What you should do
Report each line of the material below that contains the word "pile".

════════

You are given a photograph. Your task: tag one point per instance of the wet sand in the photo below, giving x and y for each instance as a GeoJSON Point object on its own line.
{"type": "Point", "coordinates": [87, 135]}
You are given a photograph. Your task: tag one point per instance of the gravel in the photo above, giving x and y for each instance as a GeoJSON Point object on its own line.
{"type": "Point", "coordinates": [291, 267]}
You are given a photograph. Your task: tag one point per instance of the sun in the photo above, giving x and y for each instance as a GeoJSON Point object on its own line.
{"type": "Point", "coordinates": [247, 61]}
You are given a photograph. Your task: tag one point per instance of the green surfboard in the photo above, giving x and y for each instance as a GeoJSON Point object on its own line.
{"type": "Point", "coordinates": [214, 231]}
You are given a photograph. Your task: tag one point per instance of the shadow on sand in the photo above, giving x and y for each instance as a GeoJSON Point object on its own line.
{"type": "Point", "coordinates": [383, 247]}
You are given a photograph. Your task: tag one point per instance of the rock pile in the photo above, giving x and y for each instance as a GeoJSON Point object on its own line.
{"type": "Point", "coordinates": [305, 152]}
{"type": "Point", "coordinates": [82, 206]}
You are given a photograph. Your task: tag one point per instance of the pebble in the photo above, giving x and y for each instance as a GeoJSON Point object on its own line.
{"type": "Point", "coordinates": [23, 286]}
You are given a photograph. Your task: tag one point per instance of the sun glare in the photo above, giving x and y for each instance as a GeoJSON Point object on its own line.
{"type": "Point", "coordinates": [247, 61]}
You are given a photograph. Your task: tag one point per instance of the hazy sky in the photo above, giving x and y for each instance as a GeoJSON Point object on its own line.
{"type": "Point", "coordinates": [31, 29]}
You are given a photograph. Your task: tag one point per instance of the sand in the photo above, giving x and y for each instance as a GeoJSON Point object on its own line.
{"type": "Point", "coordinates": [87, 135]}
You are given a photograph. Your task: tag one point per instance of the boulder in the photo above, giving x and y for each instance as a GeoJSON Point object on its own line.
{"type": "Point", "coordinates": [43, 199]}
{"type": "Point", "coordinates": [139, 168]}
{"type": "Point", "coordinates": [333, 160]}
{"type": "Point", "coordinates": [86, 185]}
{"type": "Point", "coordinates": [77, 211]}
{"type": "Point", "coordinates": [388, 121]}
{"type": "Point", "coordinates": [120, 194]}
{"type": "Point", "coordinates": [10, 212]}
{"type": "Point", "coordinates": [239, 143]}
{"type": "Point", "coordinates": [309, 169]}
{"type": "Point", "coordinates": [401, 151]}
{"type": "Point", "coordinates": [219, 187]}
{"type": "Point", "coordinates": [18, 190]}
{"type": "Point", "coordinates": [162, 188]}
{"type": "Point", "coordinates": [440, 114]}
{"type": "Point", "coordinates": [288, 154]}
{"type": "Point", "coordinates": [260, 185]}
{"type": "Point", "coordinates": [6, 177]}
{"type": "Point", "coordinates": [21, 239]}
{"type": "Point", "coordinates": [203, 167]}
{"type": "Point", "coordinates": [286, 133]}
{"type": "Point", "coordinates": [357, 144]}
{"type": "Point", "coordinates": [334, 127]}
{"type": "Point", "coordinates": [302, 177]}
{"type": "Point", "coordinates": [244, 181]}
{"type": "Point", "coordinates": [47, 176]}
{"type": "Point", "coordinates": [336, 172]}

════════

Exercise output
You are given a photograph. Your task: tag one point per instance of the rock pile in the photo above, giving x and y for each instance as a GeoJSON Point object on its own line.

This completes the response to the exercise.